— PROBLEM DETAILS —
Print the lines from the one containing "Outline every instance of the stone wall." through the end of the items, reproducing each line exactly.

— RECORDED INFORMATION —
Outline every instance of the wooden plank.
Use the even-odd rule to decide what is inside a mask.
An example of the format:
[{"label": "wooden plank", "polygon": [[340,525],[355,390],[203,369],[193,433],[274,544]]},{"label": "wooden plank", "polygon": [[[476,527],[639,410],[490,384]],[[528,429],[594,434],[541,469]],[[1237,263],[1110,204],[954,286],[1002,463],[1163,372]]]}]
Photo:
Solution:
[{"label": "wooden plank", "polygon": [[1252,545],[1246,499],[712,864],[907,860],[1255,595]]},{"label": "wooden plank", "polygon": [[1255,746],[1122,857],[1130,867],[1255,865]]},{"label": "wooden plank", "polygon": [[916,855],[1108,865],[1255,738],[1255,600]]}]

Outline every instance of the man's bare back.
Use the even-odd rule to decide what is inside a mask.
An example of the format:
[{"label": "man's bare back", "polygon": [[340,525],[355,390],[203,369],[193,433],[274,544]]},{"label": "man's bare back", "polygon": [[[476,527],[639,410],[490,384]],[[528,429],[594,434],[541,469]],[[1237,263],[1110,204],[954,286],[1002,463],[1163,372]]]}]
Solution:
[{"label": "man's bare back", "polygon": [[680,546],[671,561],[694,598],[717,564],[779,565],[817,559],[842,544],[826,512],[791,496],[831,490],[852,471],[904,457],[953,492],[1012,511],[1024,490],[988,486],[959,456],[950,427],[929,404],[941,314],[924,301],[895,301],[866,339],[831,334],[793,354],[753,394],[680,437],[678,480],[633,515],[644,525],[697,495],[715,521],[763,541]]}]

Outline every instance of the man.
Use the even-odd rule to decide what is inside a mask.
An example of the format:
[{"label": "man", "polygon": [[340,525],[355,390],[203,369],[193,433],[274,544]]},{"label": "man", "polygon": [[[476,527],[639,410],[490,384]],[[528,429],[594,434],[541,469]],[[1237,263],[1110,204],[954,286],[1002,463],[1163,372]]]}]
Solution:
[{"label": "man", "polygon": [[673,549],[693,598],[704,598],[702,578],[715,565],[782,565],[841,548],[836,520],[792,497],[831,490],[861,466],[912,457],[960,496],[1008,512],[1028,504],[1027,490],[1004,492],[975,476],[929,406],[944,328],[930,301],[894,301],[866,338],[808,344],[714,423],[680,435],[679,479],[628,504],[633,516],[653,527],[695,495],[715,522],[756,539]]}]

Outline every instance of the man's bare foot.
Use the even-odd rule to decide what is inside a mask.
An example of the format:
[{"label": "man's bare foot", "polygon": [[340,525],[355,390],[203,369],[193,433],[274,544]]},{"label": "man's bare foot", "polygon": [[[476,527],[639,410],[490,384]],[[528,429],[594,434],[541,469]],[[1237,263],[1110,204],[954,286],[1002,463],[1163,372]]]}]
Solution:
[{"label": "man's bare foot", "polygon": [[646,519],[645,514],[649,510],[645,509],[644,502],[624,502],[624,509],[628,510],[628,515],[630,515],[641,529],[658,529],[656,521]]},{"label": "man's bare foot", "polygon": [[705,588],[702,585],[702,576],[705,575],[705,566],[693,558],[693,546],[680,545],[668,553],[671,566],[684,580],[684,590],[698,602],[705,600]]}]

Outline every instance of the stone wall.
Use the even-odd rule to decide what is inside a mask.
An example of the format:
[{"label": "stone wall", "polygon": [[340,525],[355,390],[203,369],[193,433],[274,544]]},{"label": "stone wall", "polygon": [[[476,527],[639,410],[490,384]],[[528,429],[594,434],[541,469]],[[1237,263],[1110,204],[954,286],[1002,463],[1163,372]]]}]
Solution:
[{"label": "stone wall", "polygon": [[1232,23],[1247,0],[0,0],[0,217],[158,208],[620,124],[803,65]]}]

— RESULT —
Outline every instance of the stone wall.
Use the even-odd rule to decide what is inside a mask.
An example of the format:
[{"label": "stone wall", "polygon": [[340,525],[355,390],[203,369],[193,433],[274,544]]},{"label": "stone wall", "polygon": [[[476,527],[639,410],[490,384]],[[528,429],[594,434],[541,469]],[[1237,263],[1110,204],[954,286],[1002,463],[1163,372]]]}]
Solution:
[{"label": "stone wall", "polygon": [[1232,23],[1247,0],[0,0],[0,217],[158,208],[620,124],[803,65]]}]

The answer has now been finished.